§ YOUR TASK:
Transcribe every record verbatim.

===== RECORDS TO USE =====

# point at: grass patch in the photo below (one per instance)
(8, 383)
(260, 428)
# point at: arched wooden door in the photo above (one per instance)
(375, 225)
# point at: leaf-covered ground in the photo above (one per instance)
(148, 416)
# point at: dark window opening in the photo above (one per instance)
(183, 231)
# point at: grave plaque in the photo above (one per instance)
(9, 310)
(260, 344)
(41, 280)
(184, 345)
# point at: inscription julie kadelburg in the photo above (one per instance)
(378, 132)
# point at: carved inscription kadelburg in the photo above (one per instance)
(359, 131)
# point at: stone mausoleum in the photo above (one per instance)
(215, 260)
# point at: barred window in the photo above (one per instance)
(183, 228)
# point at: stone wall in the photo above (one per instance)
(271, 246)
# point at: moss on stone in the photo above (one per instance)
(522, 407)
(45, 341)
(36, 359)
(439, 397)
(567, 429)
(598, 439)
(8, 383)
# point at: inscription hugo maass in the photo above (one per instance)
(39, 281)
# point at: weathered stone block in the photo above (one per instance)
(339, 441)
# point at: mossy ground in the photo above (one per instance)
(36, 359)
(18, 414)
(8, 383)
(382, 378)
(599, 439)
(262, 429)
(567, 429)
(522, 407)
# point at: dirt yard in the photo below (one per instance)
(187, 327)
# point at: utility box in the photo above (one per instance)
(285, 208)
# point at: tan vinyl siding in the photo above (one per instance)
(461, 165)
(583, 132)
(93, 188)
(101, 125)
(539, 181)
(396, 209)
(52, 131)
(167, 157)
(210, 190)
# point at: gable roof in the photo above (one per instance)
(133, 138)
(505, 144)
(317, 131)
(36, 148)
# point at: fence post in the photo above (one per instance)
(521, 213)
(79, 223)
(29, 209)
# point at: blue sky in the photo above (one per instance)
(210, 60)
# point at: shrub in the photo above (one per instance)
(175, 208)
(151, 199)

=====

§ ANSWER TO THIS TASK:
# point at: grass patch in the photo below (one per instance)
(8, 383)
(260, 428)
# point at: arched wooden door in the photo above (one per instance)
(375, 225)
# point at: leaf-covered ground in the photo above (one per instance)
(148, 416)
# point at: dark window opening in the photo above (one per instance)
(183, 231)
# point at: grave plaque in the photo above (one per instance)
(9, 310)
(260, 344)
(41, 280)
(184, 345)
# point at: inscription julie kadelburg in the photo above (one per instance)
(378, 132)
# point at: carved inscription kadelburg in the photo above (one per instance)
(359, 131)
# point at: stone mausoleum in the photo above (one per instance)
(215, 260)
# point at: barred window in the photo above (one per instance)
(183, 228)
# point at: stone wall in the photo above (one per instance)
(271, 246)
# point at: moss on stone in the photo above (one per instance)
(522, 407)
(45, 341)
(36, 359)
(439, 397)
(567, 429)
(598, 439)
(8, 383)
# point at: inscription hugo maass in the photo above (one per instance)
(39, 281)
# point at: weathered stone block in the photo above (one per instance)
(339, 441)
# point at: mossy ground in the photo above (one per instance)
(36, 359)
(18, 414)
(8, 383)
(382, 378)
(599, 439)
(262, 429)
(567, 429)
(522, 407)
# point at: dirt yard in the photo below (one per instance)
(187, 327)
# point at: utility box in the photo above (one per instance)
(285, 208)
# point at: tan vinyl siding in the photo above (one per instance)
(461, 165)
(583, 132)
(93, 188)
(101, 125)
(539, 181)
(396, 209)
(52, 131)
(167, 157)
(210, 190)
# point at: gable roof in the photo above (one per instance)
(133, 138)
(505, 144)
(317, 131)
(36, 148)
# point at: fence post in the photo above (one per instance)
(521, 213)
(79, 223)
(29, 209)
# point at: blue sky in the photo above (one per instance)
(210, 60)
# point at: shrub in the photo above (one per instance)
(175, 208)
(151, 199)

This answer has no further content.